Extract section start

Arriving at Greylands, Marshall sees various animals that Everard has brought back to England from Brazil, including an armadillo, oriole, and peccary. He receives a warm welcome from Everard, but a cold reception from Everard's wife, who angers Everard by encouraging Marshall to return to London. Everard explains that his wife is jealous and does not like for Everard to have other companionship.

Everard gives Marshall a tour of his menagerie, which culminates at a wing of the house that has been fitted with a heavy door. Everard explains that the room houses "Tommy", a large "Brazilian cat" from the headwater of the Rio Negro that Everard has raised from a kitten. Everard demonstrates that by turning an iron handle outside the room, he can move bars underneath a wire mesh grating to cage Tommy on one side of the room. Everard remarks that Tommy "has never tasted living blood yet, but when he does he will be a terror".

Extract section end
Extracted data section start

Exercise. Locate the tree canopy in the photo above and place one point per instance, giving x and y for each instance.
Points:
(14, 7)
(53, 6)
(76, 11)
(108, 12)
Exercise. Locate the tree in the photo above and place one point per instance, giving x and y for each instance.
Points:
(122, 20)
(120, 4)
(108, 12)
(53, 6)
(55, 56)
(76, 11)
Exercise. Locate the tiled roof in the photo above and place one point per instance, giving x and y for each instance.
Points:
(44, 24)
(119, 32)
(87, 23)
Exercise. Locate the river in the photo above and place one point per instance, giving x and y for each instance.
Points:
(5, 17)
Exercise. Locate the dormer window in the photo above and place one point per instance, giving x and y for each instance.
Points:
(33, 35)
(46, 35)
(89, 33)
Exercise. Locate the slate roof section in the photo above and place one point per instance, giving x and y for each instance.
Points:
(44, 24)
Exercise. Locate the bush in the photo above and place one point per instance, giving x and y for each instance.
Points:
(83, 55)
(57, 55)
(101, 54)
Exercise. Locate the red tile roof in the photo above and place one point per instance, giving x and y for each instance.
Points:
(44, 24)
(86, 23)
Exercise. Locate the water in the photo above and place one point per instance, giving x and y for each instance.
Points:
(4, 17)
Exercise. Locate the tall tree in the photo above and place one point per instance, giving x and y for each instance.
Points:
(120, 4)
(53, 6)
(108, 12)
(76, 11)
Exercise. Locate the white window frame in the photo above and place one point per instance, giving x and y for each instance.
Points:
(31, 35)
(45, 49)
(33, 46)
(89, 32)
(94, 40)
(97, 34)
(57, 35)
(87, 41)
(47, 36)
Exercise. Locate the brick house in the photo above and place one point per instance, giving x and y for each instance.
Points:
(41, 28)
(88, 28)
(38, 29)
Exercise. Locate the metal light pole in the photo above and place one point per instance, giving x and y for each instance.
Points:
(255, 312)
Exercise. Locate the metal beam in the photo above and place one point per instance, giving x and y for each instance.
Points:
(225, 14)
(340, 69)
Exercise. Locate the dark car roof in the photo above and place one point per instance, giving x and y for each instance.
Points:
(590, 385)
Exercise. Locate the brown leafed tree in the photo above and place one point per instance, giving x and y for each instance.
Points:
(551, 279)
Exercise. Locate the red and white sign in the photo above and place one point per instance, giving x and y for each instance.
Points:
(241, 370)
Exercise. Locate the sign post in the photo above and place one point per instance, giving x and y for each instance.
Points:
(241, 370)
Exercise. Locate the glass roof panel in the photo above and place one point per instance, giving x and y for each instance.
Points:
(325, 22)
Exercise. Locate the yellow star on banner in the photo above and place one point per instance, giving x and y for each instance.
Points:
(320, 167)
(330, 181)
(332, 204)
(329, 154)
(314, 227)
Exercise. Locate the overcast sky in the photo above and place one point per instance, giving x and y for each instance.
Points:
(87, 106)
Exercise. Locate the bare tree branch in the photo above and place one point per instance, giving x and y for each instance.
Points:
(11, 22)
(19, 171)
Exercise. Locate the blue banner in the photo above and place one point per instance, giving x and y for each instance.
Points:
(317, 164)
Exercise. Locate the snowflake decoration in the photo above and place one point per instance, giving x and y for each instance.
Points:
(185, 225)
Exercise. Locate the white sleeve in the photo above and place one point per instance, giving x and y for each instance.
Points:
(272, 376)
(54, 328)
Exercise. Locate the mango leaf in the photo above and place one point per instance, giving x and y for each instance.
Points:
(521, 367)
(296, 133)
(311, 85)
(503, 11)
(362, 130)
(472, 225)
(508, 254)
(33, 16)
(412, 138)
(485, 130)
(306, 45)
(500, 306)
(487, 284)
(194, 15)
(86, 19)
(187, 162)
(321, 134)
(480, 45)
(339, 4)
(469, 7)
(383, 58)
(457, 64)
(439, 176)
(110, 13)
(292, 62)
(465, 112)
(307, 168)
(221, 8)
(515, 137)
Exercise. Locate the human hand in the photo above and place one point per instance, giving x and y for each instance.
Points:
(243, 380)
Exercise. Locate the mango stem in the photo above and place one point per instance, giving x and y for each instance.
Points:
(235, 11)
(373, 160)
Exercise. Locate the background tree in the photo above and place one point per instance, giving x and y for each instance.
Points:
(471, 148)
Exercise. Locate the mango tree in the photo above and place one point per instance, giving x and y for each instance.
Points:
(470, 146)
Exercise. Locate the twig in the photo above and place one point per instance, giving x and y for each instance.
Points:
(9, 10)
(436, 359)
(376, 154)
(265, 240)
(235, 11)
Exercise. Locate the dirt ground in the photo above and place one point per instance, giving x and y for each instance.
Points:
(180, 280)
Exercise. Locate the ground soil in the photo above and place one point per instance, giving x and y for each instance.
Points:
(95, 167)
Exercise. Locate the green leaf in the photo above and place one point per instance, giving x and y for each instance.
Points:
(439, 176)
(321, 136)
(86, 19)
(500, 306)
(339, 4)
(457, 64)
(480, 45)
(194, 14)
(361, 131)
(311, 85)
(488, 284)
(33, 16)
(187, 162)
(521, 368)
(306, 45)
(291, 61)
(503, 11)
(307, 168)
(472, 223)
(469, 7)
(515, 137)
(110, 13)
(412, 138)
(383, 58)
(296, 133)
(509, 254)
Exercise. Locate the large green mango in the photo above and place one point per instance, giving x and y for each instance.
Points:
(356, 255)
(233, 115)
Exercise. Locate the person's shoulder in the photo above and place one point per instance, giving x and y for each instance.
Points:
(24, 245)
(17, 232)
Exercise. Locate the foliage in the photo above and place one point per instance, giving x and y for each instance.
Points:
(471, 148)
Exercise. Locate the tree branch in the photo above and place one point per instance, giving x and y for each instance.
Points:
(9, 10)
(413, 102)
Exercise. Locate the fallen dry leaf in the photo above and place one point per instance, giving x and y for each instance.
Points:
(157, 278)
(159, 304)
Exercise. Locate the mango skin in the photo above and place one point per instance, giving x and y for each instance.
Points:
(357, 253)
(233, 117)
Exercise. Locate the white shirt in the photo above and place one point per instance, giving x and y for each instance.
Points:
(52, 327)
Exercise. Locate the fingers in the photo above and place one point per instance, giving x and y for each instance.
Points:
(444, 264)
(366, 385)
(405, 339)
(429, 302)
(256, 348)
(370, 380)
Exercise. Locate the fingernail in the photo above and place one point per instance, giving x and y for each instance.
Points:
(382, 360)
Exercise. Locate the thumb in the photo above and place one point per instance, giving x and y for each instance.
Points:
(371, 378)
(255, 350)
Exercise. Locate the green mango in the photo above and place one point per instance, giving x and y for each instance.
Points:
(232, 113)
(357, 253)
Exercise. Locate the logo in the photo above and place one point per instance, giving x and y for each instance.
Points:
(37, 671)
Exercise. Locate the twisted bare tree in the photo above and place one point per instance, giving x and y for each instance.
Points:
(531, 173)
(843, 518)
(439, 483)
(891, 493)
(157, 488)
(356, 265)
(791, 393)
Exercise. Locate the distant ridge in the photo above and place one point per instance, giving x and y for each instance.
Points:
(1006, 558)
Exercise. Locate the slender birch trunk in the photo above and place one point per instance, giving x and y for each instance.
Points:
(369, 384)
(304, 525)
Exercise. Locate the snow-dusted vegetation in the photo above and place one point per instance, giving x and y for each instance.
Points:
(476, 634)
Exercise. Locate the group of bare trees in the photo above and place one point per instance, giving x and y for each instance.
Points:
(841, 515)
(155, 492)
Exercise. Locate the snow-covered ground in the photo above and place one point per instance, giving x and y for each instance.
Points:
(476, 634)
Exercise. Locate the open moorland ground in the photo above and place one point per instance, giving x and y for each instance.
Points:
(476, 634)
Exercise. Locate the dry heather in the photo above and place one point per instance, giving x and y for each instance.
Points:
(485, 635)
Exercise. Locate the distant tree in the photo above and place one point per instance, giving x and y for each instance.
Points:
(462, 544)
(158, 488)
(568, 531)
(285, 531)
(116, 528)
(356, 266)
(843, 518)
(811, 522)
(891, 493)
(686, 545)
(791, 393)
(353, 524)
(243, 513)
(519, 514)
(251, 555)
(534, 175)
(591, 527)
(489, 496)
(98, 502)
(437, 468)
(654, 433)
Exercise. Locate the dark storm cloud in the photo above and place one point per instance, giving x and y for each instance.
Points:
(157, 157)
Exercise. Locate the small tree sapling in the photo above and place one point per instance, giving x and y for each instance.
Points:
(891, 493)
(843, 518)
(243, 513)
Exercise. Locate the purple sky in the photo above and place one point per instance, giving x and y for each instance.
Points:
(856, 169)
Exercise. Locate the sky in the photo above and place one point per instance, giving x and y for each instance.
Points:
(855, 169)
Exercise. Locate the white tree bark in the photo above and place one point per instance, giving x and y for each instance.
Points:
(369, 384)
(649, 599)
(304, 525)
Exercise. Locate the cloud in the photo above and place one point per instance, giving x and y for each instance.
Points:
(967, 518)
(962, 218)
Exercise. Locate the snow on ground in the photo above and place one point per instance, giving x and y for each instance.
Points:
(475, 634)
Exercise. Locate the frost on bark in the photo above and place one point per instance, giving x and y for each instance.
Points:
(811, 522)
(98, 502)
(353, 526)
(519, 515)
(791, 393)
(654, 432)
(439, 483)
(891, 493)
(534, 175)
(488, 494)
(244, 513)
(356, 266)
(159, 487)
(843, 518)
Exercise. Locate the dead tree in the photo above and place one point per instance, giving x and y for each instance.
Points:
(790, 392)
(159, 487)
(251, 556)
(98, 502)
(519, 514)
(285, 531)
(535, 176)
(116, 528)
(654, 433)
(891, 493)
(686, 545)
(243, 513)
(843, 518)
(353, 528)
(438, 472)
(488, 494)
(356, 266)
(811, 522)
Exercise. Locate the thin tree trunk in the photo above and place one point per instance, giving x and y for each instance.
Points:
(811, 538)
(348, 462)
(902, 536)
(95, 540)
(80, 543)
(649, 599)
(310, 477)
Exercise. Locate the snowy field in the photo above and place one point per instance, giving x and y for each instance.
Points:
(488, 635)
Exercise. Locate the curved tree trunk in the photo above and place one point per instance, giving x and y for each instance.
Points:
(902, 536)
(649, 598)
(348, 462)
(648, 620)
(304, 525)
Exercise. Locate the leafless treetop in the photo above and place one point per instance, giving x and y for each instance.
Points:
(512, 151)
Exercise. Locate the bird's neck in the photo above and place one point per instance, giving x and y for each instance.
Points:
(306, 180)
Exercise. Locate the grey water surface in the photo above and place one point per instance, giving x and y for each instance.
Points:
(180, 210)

Extracted data section end

■ Actions to take
1/ From the summary of the Greylands visit, copy the passage starting with "Arriving at Greylands, Marshall" and going on through "have other companionship.".
2/ Based on the summary of the Greylands visit, say whether each statement agrees with it, answering yes or no and quoting the deciding words: (a) Everard's wife urges Marshall to go back to London. (b) Tommy came to Everard as a full-grown cat. (c) The iron handle that moves the bars is inside Tommy's room.

■ Answer section
1/
Arriving at Greylands, Marshall sees various animals that Everard has brought back to England from Brazil, including an armadillo, oriole, and peccary. He receives a warm welcome from Everard, but a cold reception from Everard's wife, who angers Everard by encouraging Marshall to return to London. Everard explains that his wife is jealous and does not like for Everard to have other companionship.

2/
(a) Yes: "encouraging Marshall to return to London"
(b) No: "that Everard has raised from a kitten"
(c) No: "by turning an iron handle outside the room"